[start]
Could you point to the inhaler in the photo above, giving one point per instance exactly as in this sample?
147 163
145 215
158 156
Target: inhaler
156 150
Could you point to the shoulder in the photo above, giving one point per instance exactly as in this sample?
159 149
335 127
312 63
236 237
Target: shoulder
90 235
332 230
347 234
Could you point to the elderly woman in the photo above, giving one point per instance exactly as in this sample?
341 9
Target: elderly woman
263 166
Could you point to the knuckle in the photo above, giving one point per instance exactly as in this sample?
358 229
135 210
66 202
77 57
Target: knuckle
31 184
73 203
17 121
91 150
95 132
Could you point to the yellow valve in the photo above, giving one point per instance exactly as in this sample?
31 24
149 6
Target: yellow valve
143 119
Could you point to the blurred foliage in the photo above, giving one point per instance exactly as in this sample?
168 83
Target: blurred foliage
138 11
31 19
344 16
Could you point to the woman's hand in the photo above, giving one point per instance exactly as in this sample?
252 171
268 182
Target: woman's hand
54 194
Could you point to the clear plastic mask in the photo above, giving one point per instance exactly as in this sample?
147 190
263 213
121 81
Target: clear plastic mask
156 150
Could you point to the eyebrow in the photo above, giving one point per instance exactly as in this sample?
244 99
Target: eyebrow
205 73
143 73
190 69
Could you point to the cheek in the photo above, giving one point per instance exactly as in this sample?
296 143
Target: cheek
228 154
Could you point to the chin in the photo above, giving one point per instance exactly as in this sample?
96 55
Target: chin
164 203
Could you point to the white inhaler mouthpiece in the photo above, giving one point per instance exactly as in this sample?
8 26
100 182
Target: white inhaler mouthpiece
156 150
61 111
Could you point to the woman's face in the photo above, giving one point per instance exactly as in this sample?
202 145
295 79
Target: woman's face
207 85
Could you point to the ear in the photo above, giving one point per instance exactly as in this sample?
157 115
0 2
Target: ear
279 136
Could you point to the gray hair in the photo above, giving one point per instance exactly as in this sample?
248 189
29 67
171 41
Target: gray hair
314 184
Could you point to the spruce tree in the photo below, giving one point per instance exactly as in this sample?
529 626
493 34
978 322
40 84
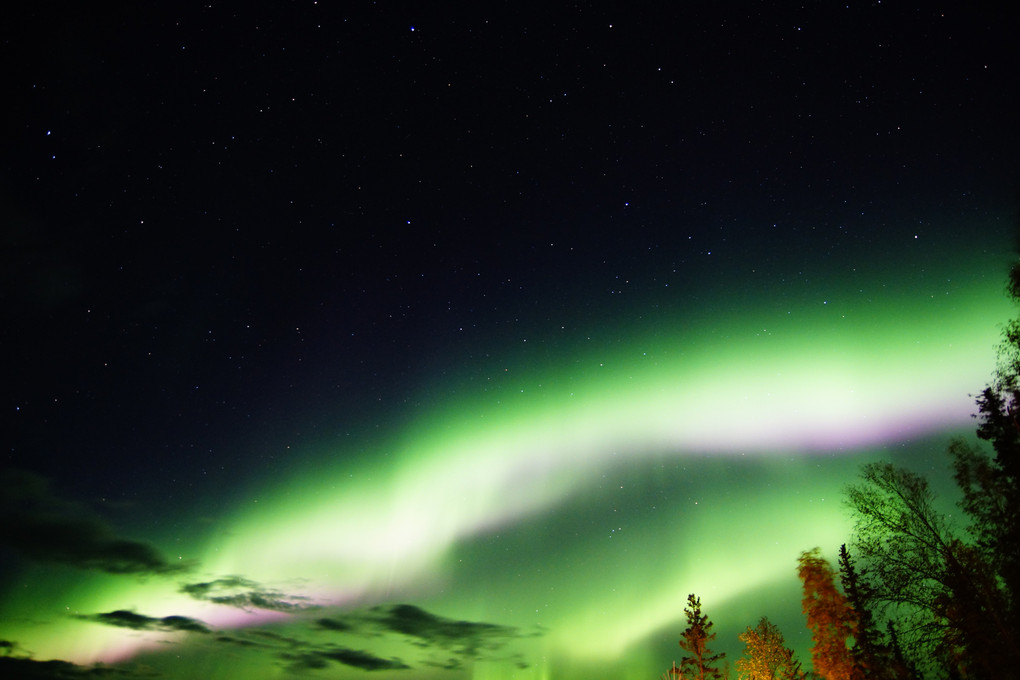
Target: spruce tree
699 663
[end]
**THE REQUEST:**
Rename "Target" to "Object" throughout the rows above and reproduce them otherwise unchanged, omitting the pictures.

**SOLUTION:**
Could you point to the inhaler in the photo above, giving one point per instance exactly as in this sample?
147 163
145 215
158 156
Object: inhaler
156 150
Could you point to the shoulder in the photo above, giving one point per instance exactly as in this sample?
159 149
335 127
312 63
236 237
Object: shoulder
90 235
332 230
347 234
Could you point to the elderly woman in the photo above, giving one point per instance exactly as in this sample?
341 9
Object: elderly woman
263 166
Could you point to the knuckle in the photo above, giving one point per instance exactly as in this sample?
358 229
135 210
66 202
77 57
Object: knuckle
31 184
73 203
17 121
91 150
95 132
Could you point to the yellow valve in the photo above, giving one point per instance exactly as in this sample?
31 24
149 6
Object: yellow valve
143 119
Could you point to the blurred foliage in the photo above, giving one point per instance exactly as in this sample?
168 83
Object: blurred foliage
138 11
31 19
344 16
Could you point to the woman's hand in the photo above, giving one point per instance exactly as in this sample?
252 171
268 182
Object: woman's hand
54 194
Could you point to the clear plastic mask in the photo above, giving one point per instance exactly as in this sample?
147 190
263 213
121 81
Object: clear plastic mask
156 150
Could you point to the eyebrow in the photo above, giving one point per instance exactly as in this sample?
244 99
Object: eyebrow
205 73
143 73
190 69
Could you point to the cheek in the photo above, giving one point per instance exactly as in this sample?
296 143
Object: cheek
228 154
Could you point to the chin in the photo above, giving one point per instance exactly as in this sample?
96 55
Object: chin
164 203
Could you point to the white inhaler mouthpiece in the photo above, giving one point per instance exactly as in this sample?
8 26
100 182
Object: white inhaler mouthpiece
156 150
61 111
Could you point to the woman's face in the photo above, giving one point per instance exactly as in this sample?
202 145
295 79
Object: woman's face
207 85
Could you point to the ear in the photo above, giving one point per instance exactly as in this sample?
157 115
0 2
Object: ear
279 136
Could you point to the gray hair in the photo above, giving one point per instance exactly as in this sample?
248 189
29 67
171 41
Object: gray hair
314 184
Could you point to the spruce tree in the photo below, giving one point per instance exactly as in this sample?
529 626
493 34
978 322
40 84
Object: spruce tree
699 663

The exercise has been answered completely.